▸ **Teks Kutipan**:
------------

Tuesday, December 30, 2008
REALITAS (SKENARIO) INDONESIA
Di tengah beberapa persoalan perfilman Indonesia --untuk menyebut masih banyak, beberapa tahun belakangan ini film Indonesia menunjukkan kenaikan produksi. Apalagi juga digelar Festifal Film Indonesia, meskipun semakin tidak jelas arahnya kecuali hanya sebatas seremonial dan basa basi untuk mengisi waktu. Dari segi penonton, film Indonesia sesungguhnya sangat sedikit dengan mengacu jumlah penduduk. Almarhum Asrul Sani dalam sebuah wawancara tahun 1997 pernah mengatakan begini : “Film Indonesia sudah tidak ditonton lagi karena ada penggantinya di televisi. Film Indonesia banyak diputar disitu. Kenapa film Indonesia di bioskop tidak bisa bersaing dengan film Indonesia di televisi? Itu karena tekhnologinya sama, ceritanya sama sederhana, jeleknya permainan juga sama, nilai produksinya juga sama. Jadi buat apa orang menghabiskan uang, waktu dan tenaga untuk pergi ke bioskop untuk menonton hasil yang sama?”
Sampai sekarang di penghujung tahun 2008 ini, apa yang dikatakan Asrul Sani masih relevan. Bolehlah tekhnologi yang digunakan sama, pemainnya juga sama, nilai produksinya juga sama, tapi seharusnya ceritanya jangan sesederhana sinetron! Penonton datang ke bioskop tidak hanya untuk sekedar menonton, tapi harus mendapatkan kepuasan tersendiri. Paling tidak lewat cerita yang bagus. Bagian mana yang harus dibenahi dalam film Indonesia pertama kali? Jawabannya hanya penulisan skenario.
Setting cerita film Indonesia –juga sinetron, sebagian besar berlangsung di negeri antah berantah. Trend atau kecenderungan pasar kadang sangat mempengaruhinya, diantaranya karena film Indonesia tumbuh ditengah pertumbuhan selera yang dibentuk oleh film Amerika, Hongkong, India –di sinetron dibentuk oleh Taiwan, Korea, Jepang, dan Amerika latin. Jadinya cerita yang dibuat lebih banyak meniru atau bahasa halusnya adaptasi film yang laku di pasar. Disamping itu ada factor lain, yaitu sepertinya ada usaha untuk melindungi masyarakat dari kenyataan-kenyataan yang ada pada abad ke 20. Dan yang pertama kali melakukannya adalah badan sensor.

------------

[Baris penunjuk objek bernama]
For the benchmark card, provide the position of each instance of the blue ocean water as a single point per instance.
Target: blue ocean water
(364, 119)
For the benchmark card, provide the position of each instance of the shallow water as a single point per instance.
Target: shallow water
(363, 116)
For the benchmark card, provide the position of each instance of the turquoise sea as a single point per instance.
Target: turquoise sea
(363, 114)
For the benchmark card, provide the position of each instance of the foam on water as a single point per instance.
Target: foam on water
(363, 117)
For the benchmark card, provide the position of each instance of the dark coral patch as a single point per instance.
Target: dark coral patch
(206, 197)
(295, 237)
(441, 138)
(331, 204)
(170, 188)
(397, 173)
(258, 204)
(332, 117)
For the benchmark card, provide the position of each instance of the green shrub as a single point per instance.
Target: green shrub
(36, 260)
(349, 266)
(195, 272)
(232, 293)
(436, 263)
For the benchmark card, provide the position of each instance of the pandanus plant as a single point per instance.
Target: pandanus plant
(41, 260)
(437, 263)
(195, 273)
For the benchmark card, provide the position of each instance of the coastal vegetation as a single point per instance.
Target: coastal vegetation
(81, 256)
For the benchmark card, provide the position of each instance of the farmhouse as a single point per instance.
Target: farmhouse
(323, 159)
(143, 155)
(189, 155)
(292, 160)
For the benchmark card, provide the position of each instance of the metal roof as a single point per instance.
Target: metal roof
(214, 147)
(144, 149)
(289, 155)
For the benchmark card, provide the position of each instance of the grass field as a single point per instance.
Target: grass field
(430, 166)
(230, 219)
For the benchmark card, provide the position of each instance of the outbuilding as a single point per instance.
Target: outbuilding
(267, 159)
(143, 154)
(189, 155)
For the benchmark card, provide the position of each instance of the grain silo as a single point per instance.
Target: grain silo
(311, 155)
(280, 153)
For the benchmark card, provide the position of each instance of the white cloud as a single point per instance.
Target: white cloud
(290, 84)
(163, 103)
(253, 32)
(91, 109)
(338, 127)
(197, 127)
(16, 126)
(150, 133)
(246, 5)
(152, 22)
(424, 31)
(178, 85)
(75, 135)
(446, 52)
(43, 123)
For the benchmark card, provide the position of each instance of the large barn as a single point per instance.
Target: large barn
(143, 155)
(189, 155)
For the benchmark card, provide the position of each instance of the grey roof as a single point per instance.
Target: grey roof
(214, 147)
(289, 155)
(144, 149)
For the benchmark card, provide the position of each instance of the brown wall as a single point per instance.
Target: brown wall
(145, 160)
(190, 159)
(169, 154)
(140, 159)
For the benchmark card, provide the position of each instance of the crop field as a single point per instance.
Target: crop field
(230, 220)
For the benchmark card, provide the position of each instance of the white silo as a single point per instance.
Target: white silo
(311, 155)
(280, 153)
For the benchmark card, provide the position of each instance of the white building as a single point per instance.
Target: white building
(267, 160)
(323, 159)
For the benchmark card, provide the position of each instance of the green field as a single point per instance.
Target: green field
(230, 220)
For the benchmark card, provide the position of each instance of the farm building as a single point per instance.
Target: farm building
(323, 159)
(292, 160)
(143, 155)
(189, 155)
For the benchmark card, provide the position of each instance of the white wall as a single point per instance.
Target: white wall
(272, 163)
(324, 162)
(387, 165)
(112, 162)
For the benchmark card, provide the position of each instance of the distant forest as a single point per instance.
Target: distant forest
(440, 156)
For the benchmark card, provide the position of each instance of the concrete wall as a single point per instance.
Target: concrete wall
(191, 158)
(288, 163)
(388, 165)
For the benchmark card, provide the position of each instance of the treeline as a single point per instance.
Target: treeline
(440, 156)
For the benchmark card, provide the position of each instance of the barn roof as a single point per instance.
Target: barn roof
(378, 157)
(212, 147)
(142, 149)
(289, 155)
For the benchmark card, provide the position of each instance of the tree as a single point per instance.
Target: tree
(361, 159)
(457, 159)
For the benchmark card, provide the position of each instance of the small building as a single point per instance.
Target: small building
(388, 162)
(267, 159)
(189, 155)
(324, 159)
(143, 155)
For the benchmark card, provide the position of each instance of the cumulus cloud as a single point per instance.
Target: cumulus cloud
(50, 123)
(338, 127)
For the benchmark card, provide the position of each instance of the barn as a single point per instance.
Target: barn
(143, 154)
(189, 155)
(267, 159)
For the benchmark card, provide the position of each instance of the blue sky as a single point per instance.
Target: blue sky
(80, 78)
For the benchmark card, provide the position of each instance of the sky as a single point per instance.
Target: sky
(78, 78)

------------

▸ **Tugas Anda**: Menurut teks tentang skenario film Indonesia, bagian mana dalam film Indonesia yang harus dibenahi pertama kali?

▸ **Hasil Latihan**: Penulisan skenario.